§ **TAREFA 1**:
No trecho sobre desmatamento e pandemia na Amazônia, quanto tempo a mais do que o normal o Ibama levou para publicar o edital de contratação de brigadistas para o PrevFogo?
§ **TAREFA 2**:
Reproduza sem nenhuma alteração a parte do trecho sobre desmatamento e pandemia na Amazônia que começa em "O professor Ricardo" e termina em "as boas práticas.".

§ **TRECHO DO TEXTO**:
Mas nem a pandemia foi motivo para interromper o projeto de devastação. Na revista Época, o ex-diretor do Serviço Florestal Brasileiro calculava que o novo coronavírus seria um vetor de diminuição do desmatamento. Mas o desmonte dos órgãos de fiscalização, agora loteados por policiais militares e outras figuras, projetos oficiais de grilagem e afagos a invasores ajudaram a aumentar o flagelo.
No mesmo texto, notícias piores: o período do fogo deve coincidir com o pico da pandemia no país, que deve acontecer até julho. E o Ibama está atrasado nas suas atividades. Reportagem d’O Eco aponta que o Instituto demorou 2 meses a mais do que o normal para publicar o edital de contratação de brigadistas para o programa PrevFogo, que saiu na terça-feira (23).
Ainda sobre a grilagem, não surpreende que o defensor da MP que leva o crime como apelido tenha sido indicado pelo procurador-geral da República Augusto Aras para coordenar a 4.ª Câmara de Meio Ambiente e Patrimônio Cultural do Ministério Público Federal. Sim, do órgão que deveria fiscalizar e controlar esse tipo de atividade. Juliano Baiocchi Villa-Verde de Carvalho disse que a peça era um texto de “livre iniciativa privada”.
Exploração e reparação
Embora a racionalidade econômica seja um dos problemas no trato do Estado brasileiro com a Amazônia, vale observar alguns aspectos sob esse prisma. Investidores internacionais — trinta de todo o mundo, desta vez — têm reiterado preocupação com a política ambiental, publicou o Estadão. Comandante do Conselho da Amazônia, o vice-presidente Hamilton Mourão disse que o país vai responder com “verdade e trabalho”.
O professor Ricardo Abramovay lembrou no relatório (que virou livro) A Amazônia precisa de uma economia do conhecimento que dá mais retorno investir na floresta em pé do que em edições sucessivas do Plano Safra.
Na opinião de Ricardo Galvão para a Deutsche Welle, a melhor saída para o momento não passa pelos processos judiciais, mas por ações como as citadas por Abramovay. Explorar a biodiversidade da floresta por meio de certificação de produtos em áreas com manejo sustentável e alguns incentivos tributários para incentivar as boas práticas.
Apesar disso, outros questionamentos continuam relevantes: como pensar em outras políticas e práticas sustentáveis para a Amazônia em meio a uma pandemia? Como superar a desgraça de diversas etnias que perdem anciãos e História para a covid-19? O que temos a oferecer como reparação pelas perdas diárias destes povos? Há tempo ainda de evitar um genocídio destas populações nativas? Podemos seguir como país enquanto reduzimos política ambiental em troca de benefícios para invasores e política indigenista em troca de doações de cesta básica?
É preciso lembrar que grande parte da contaminação dos povos originários é causada por esses invasores, assim como o desmatamento. E que a Fundação Nacional do Índio (Funai) e o Ibama (Instituto Brasileiro do Meio Ambiente e dos Recursos Naturais Renováveis) sequer integram o Conselho comandado por Mourão, enquanto o governo investe em uma operação de Garantia da Lei e da Ordem para fiscalização ambiental — recurso que deveria ser gasto com os órgãos que possuem competência para tal.
Enquanto o coronavírus se alastra pelas vidas das pessoas e pelos territórios que deveriam estar protegidos ou isolados, essas perguntas ainda precisam de respostas. E, conforme afirma o cientista do Inpe, Carlos Nobre, em recente conversa conosco, a relação entre pandemia e desmatamento é mais próxima do que se imagina: “Ainda é um mistério científico o porquê das severas perturbações na Amazônia nunca terem gerado uma grande epidemia ou pandemia. Há milhões de micro-organismos e todo tipo de perturbação e oportunidades de potenciais patógenos migrarem para humanos. Por falta de uma sólida explicação científica, uma forma (não científica) de dizer é: ‘pura sorte’”.

§ **Dados de localização de pontos**:
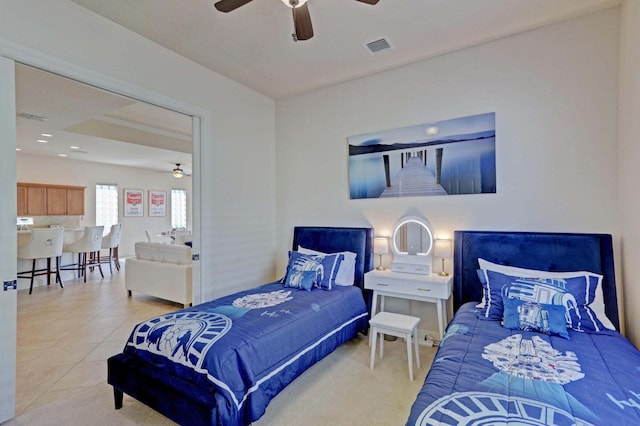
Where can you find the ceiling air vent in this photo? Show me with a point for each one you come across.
(28, 116)
(378, 46)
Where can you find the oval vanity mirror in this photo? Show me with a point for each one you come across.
(412, 242)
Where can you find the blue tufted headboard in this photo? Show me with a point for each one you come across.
(331, 240)
(558, 252)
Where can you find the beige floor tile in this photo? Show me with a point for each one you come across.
(66, 335)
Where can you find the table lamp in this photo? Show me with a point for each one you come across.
(442, 249)
(380, 247)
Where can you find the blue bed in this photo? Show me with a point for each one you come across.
(573, 371)
(222, 362)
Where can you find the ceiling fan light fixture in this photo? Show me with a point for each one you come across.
(178, 172)
(294, 3)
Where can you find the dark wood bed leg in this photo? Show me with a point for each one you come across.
(117, 398)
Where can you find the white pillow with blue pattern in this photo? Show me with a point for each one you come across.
(575, 293)
(302, 271)
(346, 270)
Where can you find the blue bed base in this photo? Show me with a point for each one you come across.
(186, 403)
(460, 383)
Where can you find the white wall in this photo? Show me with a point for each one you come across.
(238, 162)
(554, 92)
(629, 159)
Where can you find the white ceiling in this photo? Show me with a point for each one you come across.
(90, 124)
(253, 44)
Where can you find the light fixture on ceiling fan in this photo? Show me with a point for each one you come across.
(299, 8)
(178, 172)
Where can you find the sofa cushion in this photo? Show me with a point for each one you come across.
(166, 253)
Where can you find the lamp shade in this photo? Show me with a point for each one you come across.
(380, 245)
(442, 249)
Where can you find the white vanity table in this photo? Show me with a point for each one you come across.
(410, 276)
(426, 288)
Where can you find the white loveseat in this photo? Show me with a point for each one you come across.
(160, 270)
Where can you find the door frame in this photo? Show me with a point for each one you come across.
(202, 149)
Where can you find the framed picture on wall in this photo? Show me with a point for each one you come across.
(133, 202)
(157, 203)
(448, 157)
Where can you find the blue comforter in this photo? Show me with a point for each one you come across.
(486, 374)
(246, 347)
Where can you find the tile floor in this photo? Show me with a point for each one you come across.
(66, 335)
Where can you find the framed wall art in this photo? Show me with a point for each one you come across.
(157, 203)
(133, 202)
(449, 157)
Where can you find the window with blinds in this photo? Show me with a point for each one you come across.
(178, 208)
(106, 206)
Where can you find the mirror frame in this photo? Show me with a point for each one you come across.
(414, 219)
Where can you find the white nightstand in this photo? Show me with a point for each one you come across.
(426, 288)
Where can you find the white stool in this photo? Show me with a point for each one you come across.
(399, 326)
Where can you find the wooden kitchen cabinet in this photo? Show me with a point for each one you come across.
(50, 200)
(56, 201)
(36, 200)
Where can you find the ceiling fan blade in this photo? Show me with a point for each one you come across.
(229, 5)
(302, 22)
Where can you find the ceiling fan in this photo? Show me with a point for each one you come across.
(178, 172)
(301, 17)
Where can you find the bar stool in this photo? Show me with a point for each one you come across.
(44, 244)
(90, 243)
(399, 326)
(111, 241)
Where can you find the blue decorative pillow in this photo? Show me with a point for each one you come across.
(574, 294)
(300, 279)
(330, 263)
(302, 271)
(538, 317)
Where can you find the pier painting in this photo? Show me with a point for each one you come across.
(449, 157)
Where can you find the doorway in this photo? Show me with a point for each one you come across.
(201, 131)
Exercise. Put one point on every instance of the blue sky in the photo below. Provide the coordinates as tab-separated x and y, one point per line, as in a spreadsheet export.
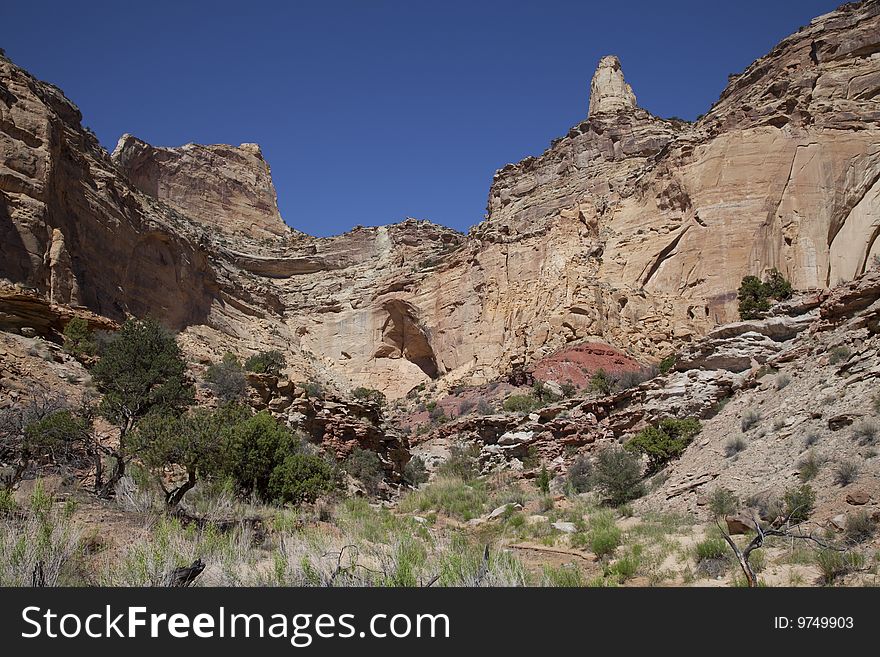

§ **RESPOSTA 1**:
Dois meses a mais do que o normal.

§ **RESPOSTA 2**:
O professor Ricardo Abramovay lembrou no relatório (que virou livro) A Amazônia precisa de uma economia do conhecimento que dá mais retorno investir na floresta em pé do que em edições sucessivas do Plano Safra.
Na opinião de Ricardo Galvão para a Deutsche Welle, a melhor saída para o momento não passa pelos processos judiciais, mas por ações como as citadas por Abramovay. Explorar a biodiversidade da floresta por meio de certificação de produtos em áreas com manejo sustentável e alguns incentivos tributários para incentivar as boas práticas.